____ Trecho do documento

27/05/2020 - 8:05
Steve, auxiliar médico no nordeste da Inglaterra, contraiu o novo coronavírus há dois meses. Pouco depois, sua esposa ficou doente. Ambos se recuperaram, mas ficaram muito nervosos com o temor de infectar os dois filhos. A COVID-19 também cobra um preço psicológico.
“Quando voltei ao trabalho, não conseguia dormir bem, porque ficava preocupado com a possibilidade de ainda poder levar o vírus para casa e de voltar a contraí-lo”, diz à AFP o britânico de 46 anos.
“Nunca pensei que teria que trabalhar na linha de frente de uma pandemia. Queria que tudo fosse um sonho e que, ao acordar, o mundo voltasse a ser como antes”, desabafa.
Médicos, enfermeiros e auxiliares são considerados heróis da crise de saúde. Mas o estresse e a ansiedade por terem de trabalhar em um ambiente tão intenso de doença e morte se tornaram algo comum entre eles.

________
____ Informações extraídas

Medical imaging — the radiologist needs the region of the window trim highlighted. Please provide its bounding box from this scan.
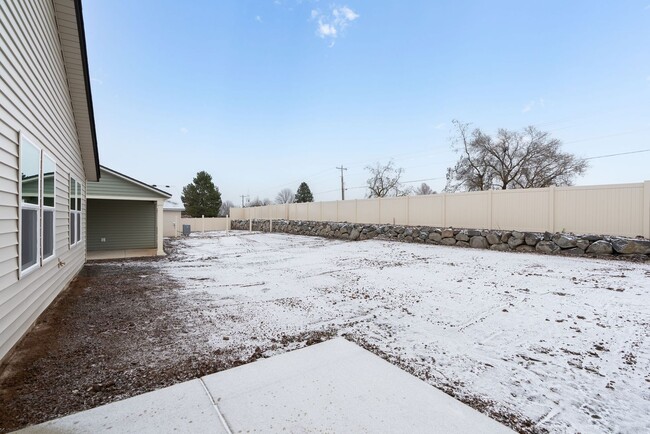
[18,135,43,277]
[68,174,84,249]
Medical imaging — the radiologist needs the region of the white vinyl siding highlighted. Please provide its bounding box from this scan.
[0,0,86,360]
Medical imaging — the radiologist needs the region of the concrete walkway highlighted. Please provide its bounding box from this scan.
[21,338,512,433]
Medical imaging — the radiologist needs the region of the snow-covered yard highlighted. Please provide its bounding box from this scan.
[157,232,650,432]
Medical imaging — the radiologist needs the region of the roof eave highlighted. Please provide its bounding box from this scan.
[53,0,100,181]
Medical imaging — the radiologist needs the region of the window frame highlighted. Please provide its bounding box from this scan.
[18,132,43,277]
[40,151,56,264]
[68,174,83,248]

________

■ Seu objetivo:
Reproduza na íntegra o trecho do documento sobre o auxiliar médico que contraiu o coronavírus, sem mudar nada.

■ Resposta escrita:
27/05/2020 - 8:05
Steve, auxiliar médico no nordeste da Inglaterra, contraiu o novo coronavírus há dois meses. Pouco depois, sua esposa ficou doente. Ambos se recuperaram, mas ficaram muito nervosos com o temor de infectar os dois filhos. A COVID-19 também cobra um preço psicológico.
“Quando voltei ao trabalho, não conseguia dormir bem, porque ficava preocupado com a possibilidade de ainda poder levar o vírus para casa e de voltar a contraí-lo”, diz à AFP o britânico de 46 anos.
“Nunca pensei que teria que trabalhar na linha de frente de uma pandemia. Queria que tudo fosse um sonho e que, ao acordar, o mundo voltasse a ser como antes”, desabafa.
Médicos, enfermeiros e auxiliares são considerados heróis da crise de saúde. Mas o estresse e a ansiedade por terem de trabalhar em um ambiente tão intenso de doença e morte se tornaram algo comum entre eles.